- Task directions: Below are the entries; return exactly the line with "[detect] long straight" and every later line, without anything else.
======== Materials provided ========
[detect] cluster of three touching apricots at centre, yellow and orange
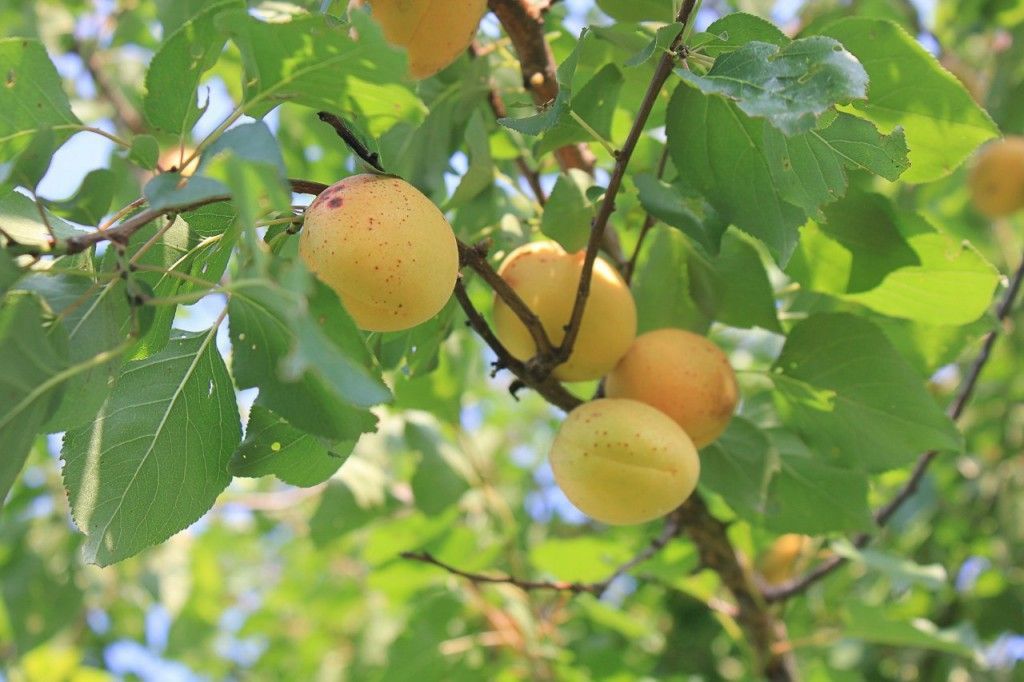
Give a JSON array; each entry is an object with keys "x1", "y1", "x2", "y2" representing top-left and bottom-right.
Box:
[{"x1": 485, "y1": 242, "x2": 738, "y2": 524}]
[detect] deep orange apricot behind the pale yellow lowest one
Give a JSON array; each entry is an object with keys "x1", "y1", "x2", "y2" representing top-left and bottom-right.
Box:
[{"x1": 604, "y1": 329, "x2": 739, "y2": 447}]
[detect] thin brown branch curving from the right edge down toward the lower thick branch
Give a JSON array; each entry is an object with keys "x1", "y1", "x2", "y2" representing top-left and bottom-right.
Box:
[{"x1": 764, "y1": 249, "x2": 1024, "y2": 601}]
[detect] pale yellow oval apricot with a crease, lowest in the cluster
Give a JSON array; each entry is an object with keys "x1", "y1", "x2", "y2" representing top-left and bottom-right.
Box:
[{"x1": 551, "y1": 398, "x2": 700, "y2": 525}]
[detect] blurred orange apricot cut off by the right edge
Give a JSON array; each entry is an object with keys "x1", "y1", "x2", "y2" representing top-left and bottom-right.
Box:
[{"x1": 968, "y1": 135, "x2": 1024, "y2": 218}]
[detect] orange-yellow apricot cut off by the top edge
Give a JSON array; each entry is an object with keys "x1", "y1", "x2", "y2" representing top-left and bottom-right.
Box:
[{"x1": 369, "y1": 0, "x2": 487, "y2": 78}]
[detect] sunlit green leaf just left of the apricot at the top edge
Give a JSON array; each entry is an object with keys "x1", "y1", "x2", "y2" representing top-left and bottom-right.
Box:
[{"x1": 216, "y1": 10, "x2": 423, "y2": 120}]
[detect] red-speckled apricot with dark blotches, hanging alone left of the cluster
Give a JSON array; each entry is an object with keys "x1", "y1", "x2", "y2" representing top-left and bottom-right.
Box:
[{"x1": 299, "y1": 174, "x2": 459, "y2": 332}]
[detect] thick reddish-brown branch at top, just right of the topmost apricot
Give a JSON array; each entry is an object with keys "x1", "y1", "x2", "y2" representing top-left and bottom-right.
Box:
[{"x1": 487, "y1": 0, "x2": 594, "y2": 174}]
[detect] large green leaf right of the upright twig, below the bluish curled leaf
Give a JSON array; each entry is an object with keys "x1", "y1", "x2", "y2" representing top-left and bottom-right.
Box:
[{"x1": 668, "y1": 85, "x2": 805, "y2": 262}]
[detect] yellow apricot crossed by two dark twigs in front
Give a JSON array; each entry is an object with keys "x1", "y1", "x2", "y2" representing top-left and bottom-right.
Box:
[{"x1": 494, "y1": 242, "x2": 637, "y2": 381}]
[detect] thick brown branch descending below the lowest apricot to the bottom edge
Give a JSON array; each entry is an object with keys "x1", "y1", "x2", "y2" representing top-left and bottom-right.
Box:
[{"x1": 680, "y1": 493, "x2": 797, "y2": 680}]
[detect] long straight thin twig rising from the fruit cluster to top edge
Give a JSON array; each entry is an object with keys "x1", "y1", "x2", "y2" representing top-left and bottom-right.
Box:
[{"x1": 553, "y1": 0, "x2": 696, "y2": 367}]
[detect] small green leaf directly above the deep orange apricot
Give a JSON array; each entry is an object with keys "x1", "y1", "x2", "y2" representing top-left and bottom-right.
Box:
[{"x1": 633, "y1": 227, "x2": 712, "y2": 334}]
========
- Result of this exercise:
[detect] long straight thin twig rising from the fruit cluster to top edge
Give a JSON array; each entry is an object with keys "x1", "y1", "x2", "y2" representing top-left and bottom-right.
Box:
[{"x1": 553, "y1": 0, "x2": 696, "y2": 367}]
[detect] small green leaf directly above the deep orange apricot
Give a JSON array; each entry is an object with keys "x1", "y1", "x2", "y2" representing top-left and bottom-right.
Box:
[{"x1": 633, "y1": 227, "x2": 712, "y2": 334}]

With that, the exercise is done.